Task to complete: The expected output is the data below, restated word for word.

[[ Information given, beginning ]]

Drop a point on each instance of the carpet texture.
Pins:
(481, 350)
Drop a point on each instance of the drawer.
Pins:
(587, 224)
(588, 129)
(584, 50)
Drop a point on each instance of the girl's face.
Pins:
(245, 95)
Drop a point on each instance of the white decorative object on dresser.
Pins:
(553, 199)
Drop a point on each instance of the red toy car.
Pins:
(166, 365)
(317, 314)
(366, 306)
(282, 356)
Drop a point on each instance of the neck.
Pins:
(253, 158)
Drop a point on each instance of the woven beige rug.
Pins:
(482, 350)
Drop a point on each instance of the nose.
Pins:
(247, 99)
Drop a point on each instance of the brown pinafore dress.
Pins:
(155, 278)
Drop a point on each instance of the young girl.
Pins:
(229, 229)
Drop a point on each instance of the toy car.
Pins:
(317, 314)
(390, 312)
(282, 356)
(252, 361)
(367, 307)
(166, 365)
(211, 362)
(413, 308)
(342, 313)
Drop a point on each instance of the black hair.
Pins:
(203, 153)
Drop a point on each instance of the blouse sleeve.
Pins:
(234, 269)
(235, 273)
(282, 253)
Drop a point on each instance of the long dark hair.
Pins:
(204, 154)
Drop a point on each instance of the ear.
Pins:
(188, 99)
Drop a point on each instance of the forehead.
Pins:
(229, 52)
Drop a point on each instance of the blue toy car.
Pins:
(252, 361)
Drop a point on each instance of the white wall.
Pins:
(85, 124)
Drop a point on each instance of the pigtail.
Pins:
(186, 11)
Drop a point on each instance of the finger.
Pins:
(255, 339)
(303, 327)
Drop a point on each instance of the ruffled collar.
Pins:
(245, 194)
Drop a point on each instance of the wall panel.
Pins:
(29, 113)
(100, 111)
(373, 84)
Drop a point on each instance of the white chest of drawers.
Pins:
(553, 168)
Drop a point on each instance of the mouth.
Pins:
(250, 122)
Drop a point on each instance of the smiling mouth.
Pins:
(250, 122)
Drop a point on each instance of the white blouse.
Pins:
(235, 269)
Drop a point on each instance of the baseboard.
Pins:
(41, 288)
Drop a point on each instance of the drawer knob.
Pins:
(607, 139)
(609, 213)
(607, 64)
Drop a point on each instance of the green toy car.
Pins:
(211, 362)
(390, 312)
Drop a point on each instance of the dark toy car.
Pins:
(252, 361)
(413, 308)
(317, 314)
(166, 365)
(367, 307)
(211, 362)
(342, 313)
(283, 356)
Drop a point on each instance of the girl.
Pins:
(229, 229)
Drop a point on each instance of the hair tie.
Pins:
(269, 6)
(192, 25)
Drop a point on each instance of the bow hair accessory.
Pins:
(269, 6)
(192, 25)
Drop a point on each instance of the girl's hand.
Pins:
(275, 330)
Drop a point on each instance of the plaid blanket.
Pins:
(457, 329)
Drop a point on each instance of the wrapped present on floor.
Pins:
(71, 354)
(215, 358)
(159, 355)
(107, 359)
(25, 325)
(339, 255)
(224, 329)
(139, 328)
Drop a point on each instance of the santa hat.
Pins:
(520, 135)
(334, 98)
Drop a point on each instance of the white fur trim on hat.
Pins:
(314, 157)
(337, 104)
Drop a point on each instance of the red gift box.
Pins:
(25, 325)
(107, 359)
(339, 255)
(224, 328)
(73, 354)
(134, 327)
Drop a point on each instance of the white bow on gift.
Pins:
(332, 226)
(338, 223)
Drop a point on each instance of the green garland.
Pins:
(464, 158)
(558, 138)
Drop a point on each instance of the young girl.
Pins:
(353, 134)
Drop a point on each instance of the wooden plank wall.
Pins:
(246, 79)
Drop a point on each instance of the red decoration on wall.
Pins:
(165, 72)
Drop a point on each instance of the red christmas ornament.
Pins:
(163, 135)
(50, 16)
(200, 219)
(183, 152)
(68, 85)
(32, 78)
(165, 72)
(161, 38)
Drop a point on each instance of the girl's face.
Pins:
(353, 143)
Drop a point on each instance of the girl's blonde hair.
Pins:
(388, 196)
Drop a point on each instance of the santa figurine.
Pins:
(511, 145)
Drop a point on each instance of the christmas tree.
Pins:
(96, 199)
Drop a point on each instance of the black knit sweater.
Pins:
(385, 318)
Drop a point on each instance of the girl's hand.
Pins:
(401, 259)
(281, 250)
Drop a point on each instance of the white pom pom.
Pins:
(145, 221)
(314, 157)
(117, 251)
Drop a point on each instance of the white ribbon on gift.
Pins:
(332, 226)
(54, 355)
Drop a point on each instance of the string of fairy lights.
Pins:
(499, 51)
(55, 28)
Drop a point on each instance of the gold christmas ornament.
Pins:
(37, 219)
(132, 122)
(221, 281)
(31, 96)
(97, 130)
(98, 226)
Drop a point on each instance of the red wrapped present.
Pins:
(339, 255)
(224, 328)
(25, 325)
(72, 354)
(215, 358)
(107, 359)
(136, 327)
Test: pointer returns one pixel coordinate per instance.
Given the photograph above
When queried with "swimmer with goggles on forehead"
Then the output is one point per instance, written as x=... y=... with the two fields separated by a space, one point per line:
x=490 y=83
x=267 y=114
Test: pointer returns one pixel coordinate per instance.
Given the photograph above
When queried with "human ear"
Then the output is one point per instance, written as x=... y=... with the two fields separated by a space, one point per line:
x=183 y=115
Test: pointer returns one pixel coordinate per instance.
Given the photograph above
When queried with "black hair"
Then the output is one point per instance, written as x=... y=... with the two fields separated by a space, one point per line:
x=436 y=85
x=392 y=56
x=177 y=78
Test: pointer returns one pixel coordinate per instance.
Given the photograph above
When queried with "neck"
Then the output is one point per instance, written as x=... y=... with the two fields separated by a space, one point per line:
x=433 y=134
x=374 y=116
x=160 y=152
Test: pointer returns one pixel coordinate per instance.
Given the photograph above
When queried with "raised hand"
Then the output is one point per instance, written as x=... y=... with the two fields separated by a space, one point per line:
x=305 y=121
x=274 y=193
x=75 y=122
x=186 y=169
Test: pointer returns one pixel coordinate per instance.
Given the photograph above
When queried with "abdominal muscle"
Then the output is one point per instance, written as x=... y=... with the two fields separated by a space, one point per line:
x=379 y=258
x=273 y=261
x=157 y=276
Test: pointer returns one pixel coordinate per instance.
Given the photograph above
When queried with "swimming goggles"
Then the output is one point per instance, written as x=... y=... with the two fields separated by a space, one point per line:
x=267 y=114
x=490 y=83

[[ Information given, end ]]

Task result:
Drop a point on each instance of the carpet texture.
Pins:
(481, 350)
Drop a point on each instance of the drawer.
Pins:
(587, 224)
(588, 129)
(584, 50)
Drop a point on each instance of the girl's face.
Pins:
(245, 95)
Drop a point on each instance of the white decorative object on dresser.
Pins:
(553, 199)
Drop a point on each instance of the red toy car.
Pins:
(166, 365)
(317, 314)
(366, 306)
(282, 356)
Drop a point on each instance of the neck.
Pins:
(253, 158)
Drop a point on each instance of the woven beige rug.
Pins:
(482, 350)
Drop a point on each instance of the nose.
Pins:
(247, 99)
Drop a point on each instance of the brown pinafore dress.
Pins:
(155, 278)
Drop a point on each instance of the young girl.
Pins:
(229, 229)
Drop a point on each instance of the toy car.
Pins:
(317, 314)
(390, 312)
(282, 356)
(252, 361)
(367, 307)
(166, 365)
(211, 362)
(413, 308)
(342, 313)
Drop a point on each instance of the black hair.
Pins:
(203, 153)
Drop a point on each instance of the blouse sleeve.
Pins:
(234, 269)
(235, 273)
(282, 253)
Drop a point on each instance of the long dark hair.
Pins:
(204, 154)
Drop a point on each instance of the ear.
Pins:
(188, 99)
Drop a point on each instance of the forehead.
Pins:
(229, 52)
Drop a point on each instance of the blue toy car.
Pins:
(252, 361)
Drop a point on each instance of the white wall.
Pins:
(85, 124)
Drop a point on each instance of the pigtail.
Pins:
(186, 11)
Drop a point on each instance of the finger.
Pins:
(255, 339)
(303, 327)
Drop a point on each instance of the ruffled collar.
Pins:
(245, 194)
Drop a point on each instance of the wall panel.
Pins:
(29, 113)
(100, 111)
(373, 84)
Drop a point on each instance of the white chest of drawers.
Pins:
(553, 168)
Drop a point on each instance of the mouth.
Pins:
(250, 122)
Drop a point on each instance of the smiling mouth.
Pins:
(250, 122)
Drop a point on each instance of the white blouse.
Pins:
(235, 269)
Drop a point on each instance of the baseboard.
Pins:
(41, 288)
Drop a point on each instance of the drawer knob.
Pins:
(607, 139)
(609, 213)
(607, 64)
Drop a point on each instance of the green toy car.
Pins:
(211, 362)
(390, 312)
Drop a point on each instance of the dark toy car.
Pins:
(252, 361)
(413, 308)
(317, 314)
(166, 365)
(367, 307)
(211, 362)
(342, 313)
(283, 356)
Drop a point on each instance of the girl.
Pins:
(229, 229)
Drop a point on each instance of the hair tie.
Pins:
(269, 6)
(192, 25)
Drop a point on each instance of the bow hair accessory.
Pins:
(269, 6)
(192, 25)
Drop a point on each instance of the girl's hand.
Pins:
(275, 330)
Drop a point on each instance of the plaid blanket.
Pins:
(457, 329)
Drop a point on each instance of the wrapped present on floor.
Pins:
(71, 354)
(215, 358)
(159, 355)
(107, 359)
(25, 325)
(339, 255)
(224, 329)
(139, 328)
Drop a point on each instance of the santa hat.
Pins:
(520, 135)
(334, 98)
Drop a point on each instance of the white fur trim on hat.
Pins:
(314, 157)
(337, 104)
Drop a point on each instance of the red gift box.
Pins:
(25, 325)
(107, 359)
(339, 255)
(224, 328)
(73, 354)
(134, 327)
Drop a point on each instance of the white bow on gift.
Pins:
(332, 226)
(338, 223)
Drop a point on each instance of the green garland.
Pins:
(464, 158)
(558, 138)
Drop a point on each instance of the young girl.
Pins:
(353, 134)
Drop a point on each instance of the wooden plank wall.
Pins:
(246, 79)
Drop a point on each instance of the red decoration on wall.
Pins:
(165, 72)
Drop a point on each instance of the red christmas ornament.
Pins:
(163, 135)
(50, 16)
(200, 219)
(183, 152)
(68, 85)
(32, 78)
(165, 72)
(161, 38)
Drop a point on each instance of the girl's face.
Pins:
(353, 143)
Drop a point on each instance of the girl's blonde hair.
Pins:
(388, 196)
Drop a point on each instance of the santa figurine.
Pins:
(511, 145)
Drop a point on each instance of the christmas tree.
Pins:
(96, 199)
Drop a point on each instance of the black knit sweater.
Pins:
(385, 318)
Drop a point on each instance of the girl's hand.
Pins:
(401, 259)
(281, 250)
Drop a point on each instance of the white pom pom.
Pins:
(145, 221)
(314, 157)
(117, 251)
Drop a point on each instance of the white ribbon on gift.
Pins:
(332, 226)
(54, 355)
Drop a point on each instance of the string of fairy lights.
Pins:
(499, 51)
(55, 28)
Drop a point on each instance of the gold christmas ornament.
Pins:
(37, 219)
(132, 122)
(221, 281)
(31, 96)
(97, 130)
(98, 226)
Drop a point on each instance of the red wrapped present.
Pins:
(339, 255)
(224, 328)
(25, 325)
(72, 354)
(215, 358)
(107, 359)
(136, 327)
Test: pointer returns one pixel coordinate per instance.
Given the photograph above
When queried with "swimmer with goggles on forehead"
Then the output is one point per instance, written as x=... y=... with the two fields separated by a space, one point per line:
x=490 y=83
x=267 y=114
Test: pointer returns one pixel coordinate per instance.
Given the photograph above
When queried with "human ear"
Then the output is one point per instance, written as x=... y=... with the two fields separated by a space, one point per line:
x=183 y=115
Test: pointer returns one pixel coordinate per instance.
Given the photograph above
When queried with "black hair"
Then the output is one point per instance, written as x=... y=... with the two fields separated by a space, one point per line:
x=436 y=85
x=392 y=56
x=177 y=78
Test: pointer returns one pixel coordinate per instance.
Given the photograph above
When queried with "neck"
Then the output is one point per instance, written as x=... y=... with the two fields separated by a space, one point per line:
x=433 y=134
x=374 y=116
x=160 y=152
Test: pointer returns one pixel coordinate per instance.
Given the photograph above
When queried with "raised hand"
Then the output is one point per instance, written as x=... y=... with the two fields separated by a space, one point per line:
x=305 y=121
x=274 y=193
x=75 y=122
x=186 y=169
Test: pointer returns one pixel coordinate per instance.
Given the photograph above
When queried with "abdominal muscle"
Then the output is one point per instance, written as x=... y=... with the two fields separated by a space, one point per line:
x=379 y=258
x=273 y=261
x=157 y=276
Test: pointer returns one pixel coordinate per instance.
Given the photograph above
When queried with "swimming goggles"
Then the output is one point per instance, written as x=... y=... with the two fields separated by a space, one point per line:
x=267 y=114
x=490 y=83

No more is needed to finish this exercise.